WHAT YOU SHOULD DO: Copy the rows below word for word, starting at the line that contains "point_to MUST place one pin on each instance of the wire" and ending with the last of the rows. Reproduce only those lines.

[Point-based annotation data]
· · · ·

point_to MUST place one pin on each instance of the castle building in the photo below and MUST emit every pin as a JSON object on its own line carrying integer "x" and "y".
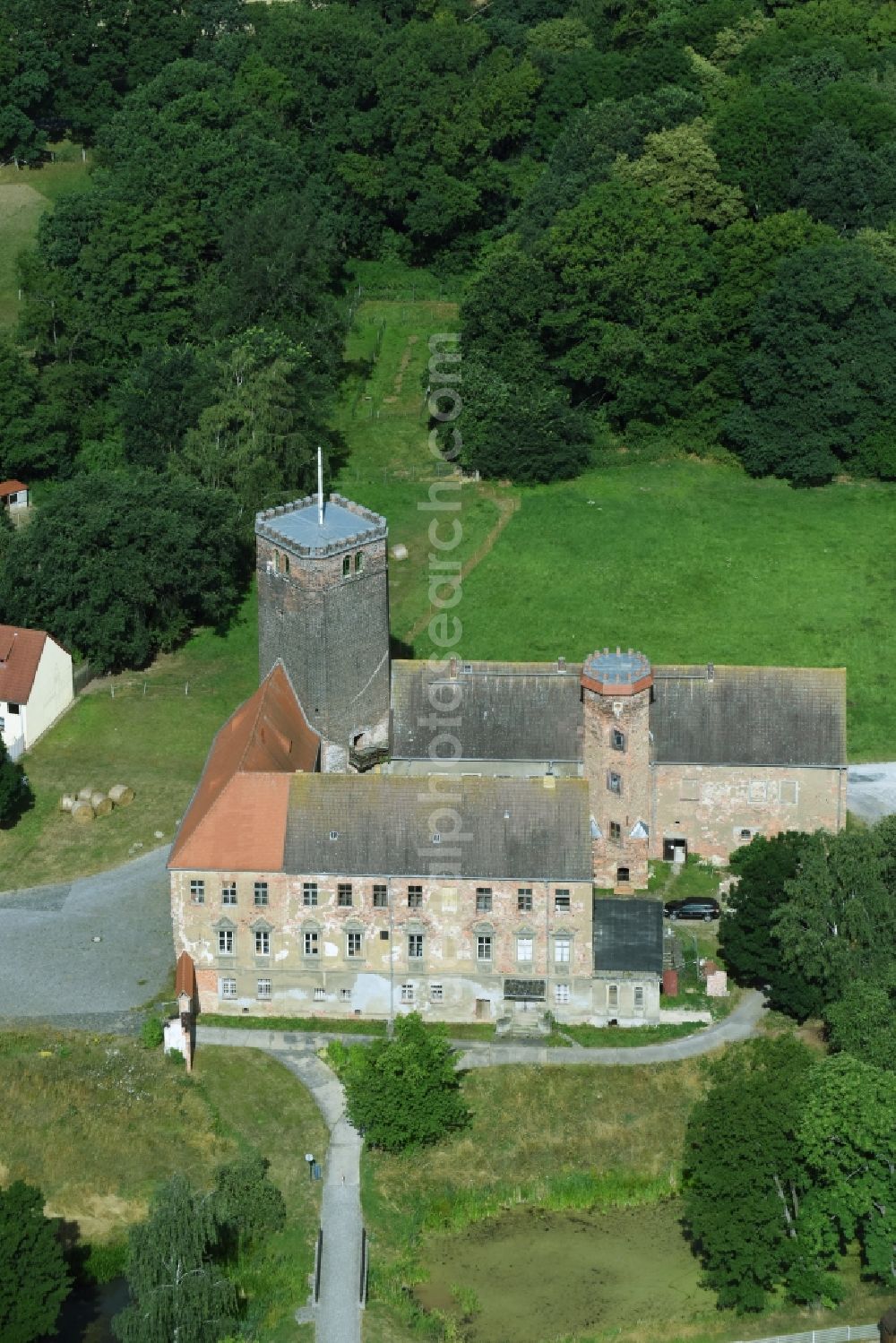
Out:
{"x": 469, "y": 839}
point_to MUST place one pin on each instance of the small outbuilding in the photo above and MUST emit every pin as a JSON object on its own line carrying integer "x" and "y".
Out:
{"x": 627, "y": 960}
{"x": 35, "y": 685}
{"x": 13, "y": 495}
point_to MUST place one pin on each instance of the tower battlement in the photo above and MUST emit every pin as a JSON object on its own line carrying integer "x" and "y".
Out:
{"x": 323, "y": 607}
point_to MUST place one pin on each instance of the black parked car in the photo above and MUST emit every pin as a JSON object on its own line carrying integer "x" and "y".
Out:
{"x": 699, "y": 907}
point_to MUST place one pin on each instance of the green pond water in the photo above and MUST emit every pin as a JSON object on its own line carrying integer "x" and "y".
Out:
{"x": 540, "y": 1275}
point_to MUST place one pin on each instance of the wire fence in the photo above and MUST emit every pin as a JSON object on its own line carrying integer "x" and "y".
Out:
{"x": 840, "y": 1334}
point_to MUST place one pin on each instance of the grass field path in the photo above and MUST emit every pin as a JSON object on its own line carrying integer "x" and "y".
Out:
{"x": 506, "y": 505}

· · · ·

SOLUTION:
point_to MUST place one pin on each instance of the wire fence in the photo above and MUST emit every pin as a JSON object on its own line carrying integer "x" and "y".
Out:
{"x": 840, "y": 1334}
point_to MUST place one pin on each instance of the grass field path in the photo above and MUST emit every pin as a JSON object on its own line carrying integer "x" and "y".
Out:
{"x": 506, "y": 505}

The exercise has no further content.